> _WHAT IS BEING ASKED_: Edit the records from their start up to and including the line that contains "positive clicks: (19, 401)", replacing every occurrence of "rough mask" with "coarse mask" and leaving all else unchanged. Return only those lines.

> _PROVIDED RECORDS_:

☆ ☆ ☆

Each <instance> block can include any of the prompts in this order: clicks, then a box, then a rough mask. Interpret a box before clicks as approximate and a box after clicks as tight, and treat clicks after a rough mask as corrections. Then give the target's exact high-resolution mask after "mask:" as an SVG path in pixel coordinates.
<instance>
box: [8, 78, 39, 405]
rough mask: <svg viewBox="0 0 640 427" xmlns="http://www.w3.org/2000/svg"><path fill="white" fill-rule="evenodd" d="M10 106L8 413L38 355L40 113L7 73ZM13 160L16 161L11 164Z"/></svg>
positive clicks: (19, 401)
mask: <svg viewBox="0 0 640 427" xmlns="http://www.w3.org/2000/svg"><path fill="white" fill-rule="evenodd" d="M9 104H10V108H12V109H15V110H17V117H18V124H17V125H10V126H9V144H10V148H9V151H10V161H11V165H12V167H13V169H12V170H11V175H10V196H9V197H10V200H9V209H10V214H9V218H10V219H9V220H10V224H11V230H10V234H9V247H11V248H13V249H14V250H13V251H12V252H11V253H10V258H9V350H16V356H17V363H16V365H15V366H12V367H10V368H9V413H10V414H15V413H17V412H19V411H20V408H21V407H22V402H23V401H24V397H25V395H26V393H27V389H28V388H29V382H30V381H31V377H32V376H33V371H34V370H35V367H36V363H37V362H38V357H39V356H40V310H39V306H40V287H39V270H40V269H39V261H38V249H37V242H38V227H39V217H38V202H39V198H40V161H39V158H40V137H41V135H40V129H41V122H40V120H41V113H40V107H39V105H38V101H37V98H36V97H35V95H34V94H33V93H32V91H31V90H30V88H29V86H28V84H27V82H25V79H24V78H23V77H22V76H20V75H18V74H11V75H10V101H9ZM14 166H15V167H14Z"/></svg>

☆ ☆ ☆

> _ANSWER BELOW_:
Each <instance> block can include any of the prompts in this order: clicks, then a box, then a coarse mask. Interpret a box before clicks as approximate and a box after clicks as tight, and treat clicks after a coarse mask as corrections. Then give the target's exact high-resolution mask after "mask:" as an SVG path in pixel coordinates.
<instance>
box: [8, 78, 39, 405]
coarse mask: <svg viewBox="0 0 640 427" xmlns="http://www.w3.org/2000/svg"><path fill="white" fill-rule="evenodd" d="M10 106L8 413L38 355L40 113L7 73ZM13 160L16 161L11 164Z"/></svg>
positive clicks: (19, 401)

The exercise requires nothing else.